Task to carry out: Gather every line in the entries below that contains the word "road", matching case exactly, and copy each one in full.

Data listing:
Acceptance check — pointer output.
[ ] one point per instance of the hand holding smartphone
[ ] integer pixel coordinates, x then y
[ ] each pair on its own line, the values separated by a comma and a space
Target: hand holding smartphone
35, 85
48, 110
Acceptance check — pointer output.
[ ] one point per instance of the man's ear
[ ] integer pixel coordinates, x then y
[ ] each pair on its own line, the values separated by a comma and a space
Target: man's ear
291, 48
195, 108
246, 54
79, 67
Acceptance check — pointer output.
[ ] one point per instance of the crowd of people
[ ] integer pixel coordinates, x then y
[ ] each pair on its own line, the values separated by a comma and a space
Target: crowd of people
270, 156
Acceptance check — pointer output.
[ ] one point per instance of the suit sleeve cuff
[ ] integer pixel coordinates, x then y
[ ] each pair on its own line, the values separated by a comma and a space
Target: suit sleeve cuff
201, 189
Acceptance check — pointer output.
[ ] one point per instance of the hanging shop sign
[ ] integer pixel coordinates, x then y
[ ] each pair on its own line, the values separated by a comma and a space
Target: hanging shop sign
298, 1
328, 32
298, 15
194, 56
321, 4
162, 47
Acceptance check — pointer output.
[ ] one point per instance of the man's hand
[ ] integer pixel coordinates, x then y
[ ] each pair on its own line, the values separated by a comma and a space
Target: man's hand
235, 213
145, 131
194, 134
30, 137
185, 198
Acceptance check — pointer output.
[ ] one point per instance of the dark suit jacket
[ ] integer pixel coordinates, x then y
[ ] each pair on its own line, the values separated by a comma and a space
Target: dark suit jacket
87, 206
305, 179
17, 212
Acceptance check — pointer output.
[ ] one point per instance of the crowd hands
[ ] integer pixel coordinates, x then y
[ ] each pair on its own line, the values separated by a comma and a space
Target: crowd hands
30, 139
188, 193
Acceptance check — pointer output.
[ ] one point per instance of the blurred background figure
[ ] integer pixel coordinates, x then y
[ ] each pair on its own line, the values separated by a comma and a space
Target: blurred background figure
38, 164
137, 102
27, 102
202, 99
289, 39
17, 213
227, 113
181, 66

...

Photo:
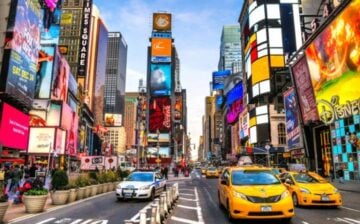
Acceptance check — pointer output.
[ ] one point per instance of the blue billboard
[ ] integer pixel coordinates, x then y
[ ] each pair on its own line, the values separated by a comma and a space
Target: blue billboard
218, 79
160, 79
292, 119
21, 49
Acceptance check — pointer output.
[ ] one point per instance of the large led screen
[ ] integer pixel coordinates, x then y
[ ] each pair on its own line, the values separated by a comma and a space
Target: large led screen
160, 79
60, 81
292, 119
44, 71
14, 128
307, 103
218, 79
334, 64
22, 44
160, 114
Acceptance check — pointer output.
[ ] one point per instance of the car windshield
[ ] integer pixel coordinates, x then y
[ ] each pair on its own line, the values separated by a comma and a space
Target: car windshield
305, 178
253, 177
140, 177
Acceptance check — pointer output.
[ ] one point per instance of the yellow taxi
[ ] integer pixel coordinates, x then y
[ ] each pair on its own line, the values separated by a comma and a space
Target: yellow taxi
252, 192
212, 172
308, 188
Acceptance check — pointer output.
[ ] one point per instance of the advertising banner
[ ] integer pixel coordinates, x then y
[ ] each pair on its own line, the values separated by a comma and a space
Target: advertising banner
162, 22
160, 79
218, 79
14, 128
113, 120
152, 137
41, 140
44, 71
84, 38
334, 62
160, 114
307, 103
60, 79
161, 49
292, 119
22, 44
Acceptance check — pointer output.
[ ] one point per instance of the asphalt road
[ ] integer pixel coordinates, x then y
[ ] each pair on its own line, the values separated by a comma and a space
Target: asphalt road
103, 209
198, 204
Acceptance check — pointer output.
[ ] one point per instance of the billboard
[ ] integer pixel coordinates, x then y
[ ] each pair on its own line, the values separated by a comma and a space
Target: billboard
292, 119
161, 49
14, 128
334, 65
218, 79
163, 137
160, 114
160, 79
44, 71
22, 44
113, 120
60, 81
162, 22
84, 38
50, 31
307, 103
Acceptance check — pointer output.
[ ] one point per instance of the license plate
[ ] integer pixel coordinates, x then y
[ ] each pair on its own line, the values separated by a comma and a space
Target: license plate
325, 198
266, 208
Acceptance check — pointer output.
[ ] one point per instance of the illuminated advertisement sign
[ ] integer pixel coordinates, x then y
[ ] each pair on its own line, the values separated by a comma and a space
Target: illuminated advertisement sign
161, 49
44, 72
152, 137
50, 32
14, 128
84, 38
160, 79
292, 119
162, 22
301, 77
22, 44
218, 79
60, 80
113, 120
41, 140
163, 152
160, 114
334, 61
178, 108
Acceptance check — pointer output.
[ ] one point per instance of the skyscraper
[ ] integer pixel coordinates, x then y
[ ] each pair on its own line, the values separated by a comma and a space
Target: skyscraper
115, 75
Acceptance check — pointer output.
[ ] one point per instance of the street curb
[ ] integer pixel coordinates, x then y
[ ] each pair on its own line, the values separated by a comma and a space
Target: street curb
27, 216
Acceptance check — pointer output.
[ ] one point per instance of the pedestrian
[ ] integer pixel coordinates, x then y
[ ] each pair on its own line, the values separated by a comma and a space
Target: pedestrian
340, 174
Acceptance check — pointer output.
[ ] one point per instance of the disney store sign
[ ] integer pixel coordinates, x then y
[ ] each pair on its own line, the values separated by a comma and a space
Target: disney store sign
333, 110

The result:
[ ] one point per instance of the asphalt road
Target: asphalt road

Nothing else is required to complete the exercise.